*** Document section ***
Tuesday, December 20, 2011

Just Go Away - Day 5 Chemo cycle #3

Did I mention that I totally hate chemo? Talk about shitty timing but I had 'it' Friday and then stood in a wedding on Saturday. WAIT...it gets better. I started my period on Friday too. Ya, I know, how blessed am I.

As it turns out I felt pretty good on Friday and Saturday. It was awesome to stand with a best friend, even though I was fat and bald, and she was looking gorgeous, and not feel ill. I survived until 9ish and then the chills and fatigue kicked in. I went to bed and although it is now Tuesday I am still here.

Many people want to know what the symptoms of post chemo are like. Even as I lay here and experience them it is very difficult to describe them - even to myself. I'm going to try though.

1. Tired...as in took too much Gravol and although it was two days ago it is still in your system. You think you are okay but soon as you attempt to do something you realize you aren't.
*** End of Document section ***
> To do
[1] In the chemo blog post, what event did the writer stand in on Saturday?
[2] Please update the chemo blog post from "Just Go Away" up to and including "am still here.", replacing "chills" with "shivers".
[3] Which days of the week does the chemo blog post mention?
The listing that comes next is separate material and has no connection to the chemo blog post.
*** Records ***
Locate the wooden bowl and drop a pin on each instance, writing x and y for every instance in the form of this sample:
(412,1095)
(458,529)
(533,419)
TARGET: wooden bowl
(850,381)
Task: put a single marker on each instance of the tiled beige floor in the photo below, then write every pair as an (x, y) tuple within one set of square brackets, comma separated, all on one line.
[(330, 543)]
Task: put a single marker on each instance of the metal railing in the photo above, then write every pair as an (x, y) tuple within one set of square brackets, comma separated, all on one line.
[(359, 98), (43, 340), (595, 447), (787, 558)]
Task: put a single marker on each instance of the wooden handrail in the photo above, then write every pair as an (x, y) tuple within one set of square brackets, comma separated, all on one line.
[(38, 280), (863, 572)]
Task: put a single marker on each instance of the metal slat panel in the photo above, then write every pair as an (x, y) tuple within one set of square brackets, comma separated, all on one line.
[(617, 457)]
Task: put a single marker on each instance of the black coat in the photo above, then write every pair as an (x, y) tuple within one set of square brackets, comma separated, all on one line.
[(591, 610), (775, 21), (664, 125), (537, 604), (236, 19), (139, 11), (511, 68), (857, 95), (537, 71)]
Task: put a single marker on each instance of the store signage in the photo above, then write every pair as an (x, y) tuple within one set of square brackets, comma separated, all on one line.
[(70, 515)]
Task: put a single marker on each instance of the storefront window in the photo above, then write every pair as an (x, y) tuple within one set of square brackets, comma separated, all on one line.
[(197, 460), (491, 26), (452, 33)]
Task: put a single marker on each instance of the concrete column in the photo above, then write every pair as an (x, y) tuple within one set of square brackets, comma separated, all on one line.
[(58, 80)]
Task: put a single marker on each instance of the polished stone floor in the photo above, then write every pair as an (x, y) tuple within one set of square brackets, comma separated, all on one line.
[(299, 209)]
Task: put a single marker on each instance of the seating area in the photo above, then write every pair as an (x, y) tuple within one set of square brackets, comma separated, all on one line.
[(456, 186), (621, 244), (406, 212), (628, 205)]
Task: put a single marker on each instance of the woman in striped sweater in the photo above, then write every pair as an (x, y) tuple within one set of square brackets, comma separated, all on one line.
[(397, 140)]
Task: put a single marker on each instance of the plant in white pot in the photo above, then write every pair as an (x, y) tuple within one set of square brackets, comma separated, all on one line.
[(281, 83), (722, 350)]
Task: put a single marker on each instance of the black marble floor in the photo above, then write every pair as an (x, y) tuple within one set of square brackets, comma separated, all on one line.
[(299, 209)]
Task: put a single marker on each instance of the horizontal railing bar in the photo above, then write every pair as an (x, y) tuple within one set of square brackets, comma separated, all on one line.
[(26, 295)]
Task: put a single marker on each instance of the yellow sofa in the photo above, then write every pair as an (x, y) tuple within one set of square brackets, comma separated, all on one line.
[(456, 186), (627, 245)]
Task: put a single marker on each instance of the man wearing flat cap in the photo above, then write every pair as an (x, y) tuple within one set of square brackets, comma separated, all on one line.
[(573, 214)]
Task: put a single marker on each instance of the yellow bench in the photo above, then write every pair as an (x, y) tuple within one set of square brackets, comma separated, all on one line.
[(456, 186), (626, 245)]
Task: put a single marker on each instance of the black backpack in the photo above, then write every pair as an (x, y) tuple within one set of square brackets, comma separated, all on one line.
*** End of Records ***
> Task-by-task answers
[1] A wedding

[2]
Just Go Away - Day 5 Chemo cycle #3

Did I mention that I totally hate chemo? Talk about shitty timing but I had 'it' Friday and then stood in a wedding on Saturday. WAIT...it gets better. I started my period on Friday too. Ya, I know, how blessed am I.

As it turns out I felt pretty good on Friday and Saturday. It was awesome to stand with a best friend, even though I was fat and bald, and she was looking gorgeous, and not feel ill. I survived until 9ish and then the shivers and fatigue kicked in. I went to bed and although it is now Tuesday I am still here.

[3] Tuesday, Friday, Saturday